**Task to carry out**. The records that follow must be repeated verbatim, every one of them.

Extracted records
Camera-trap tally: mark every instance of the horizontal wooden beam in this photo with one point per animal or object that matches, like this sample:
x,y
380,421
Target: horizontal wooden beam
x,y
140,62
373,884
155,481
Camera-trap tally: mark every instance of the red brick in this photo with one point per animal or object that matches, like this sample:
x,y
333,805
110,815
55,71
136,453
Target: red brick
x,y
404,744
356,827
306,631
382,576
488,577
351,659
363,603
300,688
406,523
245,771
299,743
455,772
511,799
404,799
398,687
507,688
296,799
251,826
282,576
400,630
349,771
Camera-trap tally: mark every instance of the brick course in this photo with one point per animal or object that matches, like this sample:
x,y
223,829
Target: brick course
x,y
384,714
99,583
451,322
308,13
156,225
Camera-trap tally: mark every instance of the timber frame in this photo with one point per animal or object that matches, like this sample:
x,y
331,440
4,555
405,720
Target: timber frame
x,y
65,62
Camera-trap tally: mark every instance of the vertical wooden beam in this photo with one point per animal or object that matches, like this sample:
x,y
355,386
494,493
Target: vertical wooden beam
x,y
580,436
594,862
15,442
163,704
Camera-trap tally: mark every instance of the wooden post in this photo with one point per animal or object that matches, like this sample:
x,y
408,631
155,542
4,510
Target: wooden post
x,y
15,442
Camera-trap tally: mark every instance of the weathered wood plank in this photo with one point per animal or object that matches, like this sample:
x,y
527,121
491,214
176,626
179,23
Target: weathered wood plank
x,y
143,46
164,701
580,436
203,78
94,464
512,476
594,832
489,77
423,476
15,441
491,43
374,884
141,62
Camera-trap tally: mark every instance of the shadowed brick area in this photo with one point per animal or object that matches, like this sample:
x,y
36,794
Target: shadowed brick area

**The response**.
Camera-trap tally: mark every instance of the horizontal wooden beam in this photo with one point per animal or object that matches, like this sample:
x,y
380,421
Target: horizontal wooden beam
x,y
140,62
373,884
155,481
Camera-trap tally: mark every instance of the red brick in this photo with one point per animal or object that matches, like this sample:
x,y
333,805
110,815
55,71
136,453
Target: red brick
x,y
404,744
356,827
306,631
382,576
488,577
351,659
363,603
300,688
406,523
245,771
299,743
455,772
511,799
404,799
398,687
507,688
296,799
251,826
282,576
400,630
349,771
Camera-trap tally: mark every instance of the brick course in this photo with one point per animal or object that matches, like this sample:
x,y
223,829
Target: brick course
x,y
384,714
99,583
451,322
308,13
156,225
Camera-trap tally: mark every instance of the timber frame in this photo with one point per animal or object that matches, like this sample:
x,y
331,440
4,555
405,720
Target: timber frame
x,y
65,62
Camera-trap tally: mark every instance of the vertical wooden beam in this photo with one point per animal or object that matches, like this sample:
x,y
355,386
494,493
Target: vertical wooden beam
x,y
580,436
594,862
15,442
163,704
Camera-trap tally: mark every instance of the wooden post in this photo with one point per animal or object that matches, like this sample:
x,y
408,631
155,542
4,510
Target: wooden post
x,y
15,442
Camera-trap tally: mark every instance of the weathered wood plank in this photo with one point per animal or object that matches, like this sample:
x,y
527,121
491,214
176,626
179,23
Target: weathered wood plank
x,y
143,46
164,701
580,436
203,78
94,464
512,476
594,832
489,77
423,476
15,441
491,43
374,884
141,62
Camera-trap tally: mark every instance of the shadowed brick area in this photo with one point per animal or object that matches, like this sample:
x,y
36,794
Target: shadowed brick area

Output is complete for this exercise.